**** EXCERPTED TEXT
A typically stern cautionary covering note accompanies the latest multimedia invitation to one of the autumn’s potential Hollywood blockbusters. Under the sub-heading ‘Review Embargo’, the metaphorical finger wags: ‘With your attendance you recognise that you must not publish any reports or reviews in print, TV, radio or online (including Blogging, Forum, Online Chats, Tweeting, Facebook etc) as per the above.’

As the media-savvy crowd, including a number of supposedly influential print and radio critics, are relieved of their cellphones under threat of expulsion ahead of being given a body search by dark-suited heavies for other possibly secreted recording devices, it’s clear that if piracy is the number one crime against today’s cinema, then a close-run second seems to be reviewing a film at a time not of the distributor’s own choosing.

The delicious irony hovering over the early evening brouhaha—which will be repeated almost once a week in West End cinema lobbies until all the season’s most eagerly anticipated films are in the public arena—is that this particular night’s offering is The Social Network, about the invention of, yes, Facebook, now, arguably, the most potent new democracy of cultural opinion with half a billion subscribers globally.

Blogging? Tweeting? Facebook? So, just who are the film critics now? You, me, everyone might be at least an answer.

If you look at the online people, they are generally totally honest: they’ve nothing to do with the industry. – Jason Solomons, (Film Critic, The Guardian@JasonCritic)
********
**** SUPPLIED INFORMATION
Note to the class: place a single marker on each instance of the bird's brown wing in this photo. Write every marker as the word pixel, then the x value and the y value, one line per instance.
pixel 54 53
********
→ **STATED TASK A**:
In the text on film review embargoes, how many subscribers does Facebook have globally?
→ **STATED TASK B**:
The text on film review embargoes quotes an embargo notice with a parenthetical list of online outlets. List every outlet named in that parenthesis.
→ **STATED TASK C**:
Write the next part of the text on film review embargoes, picking up after its final sentence.
The lines themselves are not needed here.

→ **EXERCISE RESULT A**:
Half a billion.

→ **EXERCISE RESULT B**:
Blogging, Forum, Online Chats, Tweeting, Facebook

→ **EXERCISE RESULT C**:
Long before social networking sites were even the merest twinkle in the eye of cybernauts and wannabe opinion makers, it was all so much simpler. For perhaps the first eight or so decades of film—since the first recorded review noted, on June 15 1896 of May Irwin Kiss, ‘absolutely disgusting’—criticism principally resided with newspaper and magazine contributors as well as the occasional television commentator notably, in this country, Barry Norman, followed, latterly, by Jonathan Ross.

For years, print had it very much its own way with a succession of, in this country at least, fine and eminently quotable critics ranging from legends like Graham Greene, Richard Winnington, Dilys Powell and Alexander Walker to the top of the contemporary crop such as Philip French, Derek Malcolm, Christopher Tookey and Peter Bradshaw.

The first hints, however, that there might be a shift in the potency of opinion from the conventional arenas to the burgeoning world of online probably came in 1999 with the release of a film that cost around $25,000 to shoot. The Blair Witch Project, a spooky thriller craftily packaged as ‘reality footage’, eventually grossed nearly a quarter of a billion dollars around the world following a groundbreaking marketing campaign on the Internet. By the time the film actually hit cinemas, it had become virtually critic-proof.

10 years later, an article appeared in a reputable if rather obscure European magazine for cineastes. It was headlined starkly The End-of-Film-Criticism Industry and in it the veteran critic Jonathan Rosenbaum wrote: ‘One reason why film reviewing … appears to be undergoing a loss of prestige is the rapid growth and expansion of Internet film reviewing and blogging, which has intensified the already popular idea that anyone can be a film critic (unlike, say, a dance critic or a sports commentator—two other professions in which some background knowledge is regarded as essential).’

Few of the Internet critics bother to offer a reasoned argument to back up their opinions. – Christopher Tookey (Film Critic, The Daily Mail)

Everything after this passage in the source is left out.